**DATA PROVIDED**
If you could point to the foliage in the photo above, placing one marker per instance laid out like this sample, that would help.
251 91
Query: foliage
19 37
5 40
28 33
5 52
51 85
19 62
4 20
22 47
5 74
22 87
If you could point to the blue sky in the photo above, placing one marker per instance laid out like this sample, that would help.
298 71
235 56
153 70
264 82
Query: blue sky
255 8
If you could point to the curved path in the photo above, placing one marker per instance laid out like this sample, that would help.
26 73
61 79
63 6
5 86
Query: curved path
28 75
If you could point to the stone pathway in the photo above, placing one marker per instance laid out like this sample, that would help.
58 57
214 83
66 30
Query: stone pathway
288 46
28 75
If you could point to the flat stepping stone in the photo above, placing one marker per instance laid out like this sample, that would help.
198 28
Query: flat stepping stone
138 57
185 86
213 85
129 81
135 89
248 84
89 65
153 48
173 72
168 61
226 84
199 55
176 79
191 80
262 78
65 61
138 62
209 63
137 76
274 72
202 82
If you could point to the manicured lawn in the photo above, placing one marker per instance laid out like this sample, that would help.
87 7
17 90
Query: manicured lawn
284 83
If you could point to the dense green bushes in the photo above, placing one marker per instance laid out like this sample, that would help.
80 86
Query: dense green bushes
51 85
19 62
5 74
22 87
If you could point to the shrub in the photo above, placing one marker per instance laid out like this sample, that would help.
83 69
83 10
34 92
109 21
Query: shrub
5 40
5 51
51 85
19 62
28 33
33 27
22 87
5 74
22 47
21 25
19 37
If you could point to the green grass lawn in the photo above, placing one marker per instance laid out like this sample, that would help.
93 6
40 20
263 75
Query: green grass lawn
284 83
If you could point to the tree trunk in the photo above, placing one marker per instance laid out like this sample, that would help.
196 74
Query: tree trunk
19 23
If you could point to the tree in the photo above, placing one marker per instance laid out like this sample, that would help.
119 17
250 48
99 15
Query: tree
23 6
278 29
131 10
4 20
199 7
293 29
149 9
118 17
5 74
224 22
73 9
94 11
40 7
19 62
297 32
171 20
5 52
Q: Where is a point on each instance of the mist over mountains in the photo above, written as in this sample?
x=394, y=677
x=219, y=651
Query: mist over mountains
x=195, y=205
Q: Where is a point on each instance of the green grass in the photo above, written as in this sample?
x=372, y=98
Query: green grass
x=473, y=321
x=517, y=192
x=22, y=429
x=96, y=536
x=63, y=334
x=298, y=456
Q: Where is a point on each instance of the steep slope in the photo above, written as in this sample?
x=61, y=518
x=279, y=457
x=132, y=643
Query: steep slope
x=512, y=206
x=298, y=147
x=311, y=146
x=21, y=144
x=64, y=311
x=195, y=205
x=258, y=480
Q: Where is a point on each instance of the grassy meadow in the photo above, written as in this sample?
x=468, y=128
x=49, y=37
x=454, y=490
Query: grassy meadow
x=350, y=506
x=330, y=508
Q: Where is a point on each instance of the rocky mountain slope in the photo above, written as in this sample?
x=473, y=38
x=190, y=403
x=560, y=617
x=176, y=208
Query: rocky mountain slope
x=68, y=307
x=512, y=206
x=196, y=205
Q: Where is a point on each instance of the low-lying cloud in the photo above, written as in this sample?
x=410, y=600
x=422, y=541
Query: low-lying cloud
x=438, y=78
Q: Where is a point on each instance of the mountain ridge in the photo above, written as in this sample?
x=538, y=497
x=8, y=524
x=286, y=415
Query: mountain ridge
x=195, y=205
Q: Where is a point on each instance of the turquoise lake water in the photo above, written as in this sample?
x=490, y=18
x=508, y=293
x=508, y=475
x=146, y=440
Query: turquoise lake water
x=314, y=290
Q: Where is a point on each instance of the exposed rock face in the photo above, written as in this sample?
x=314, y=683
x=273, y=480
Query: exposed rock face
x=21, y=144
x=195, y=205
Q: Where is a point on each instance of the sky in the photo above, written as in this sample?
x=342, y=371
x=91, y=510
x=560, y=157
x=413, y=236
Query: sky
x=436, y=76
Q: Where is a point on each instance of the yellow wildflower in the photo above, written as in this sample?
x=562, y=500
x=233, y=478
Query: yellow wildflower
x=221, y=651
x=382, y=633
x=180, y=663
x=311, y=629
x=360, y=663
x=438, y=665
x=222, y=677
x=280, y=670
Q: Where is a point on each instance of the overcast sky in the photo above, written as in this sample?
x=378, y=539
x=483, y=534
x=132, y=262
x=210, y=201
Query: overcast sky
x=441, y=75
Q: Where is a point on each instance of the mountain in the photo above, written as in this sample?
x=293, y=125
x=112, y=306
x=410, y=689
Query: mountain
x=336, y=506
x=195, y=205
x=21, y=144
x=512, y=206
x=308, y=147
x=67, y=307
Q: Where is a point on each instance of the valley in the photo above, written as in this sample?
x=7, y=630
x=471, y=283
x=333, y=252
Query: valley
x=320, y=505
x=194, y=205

**EXERCISE**
Each line above that has the word "laid" must be copied.

**ANSWER TO THE PROBLEM**
If you could point to the foliage in the photo above, placing one marker per instance laid out like this sample, that would help.
If you could point to the blue sky in the photo above, placing one marker per instance laid out like this sample, that would help.
If you could point to the curved path in the photo above, placing one marker per instance laid out like this sample, that would help.
If you could point to the stone pathway in the photo above, placing one marker per instance laid out like this sample, that would help.
If you could point to the flat stepping stone in the photo above, placing one marker per instance laid out like this sample, that would help.
If you could point to the manicured lawn in the photo above, placing one marker per instance laid out like this sample, that would help.
If you could point to the dense green bushes in the photo above, placing one marker per instance laid out like this sample, that would help.
If you could point to the shrub in the photo above, placing one marker per instance laid out like this sample, that would help.
If you could point to the green grass lawn in the photo above, placing one marker per instance laid out like this sample, that would help.
If you could point to the tree trunk in the photo above, placing one marker per instance laid out like this sample, that would help.
If you could point to the tree in the photo above, placing one marker per instance laid out like this sample, that would help.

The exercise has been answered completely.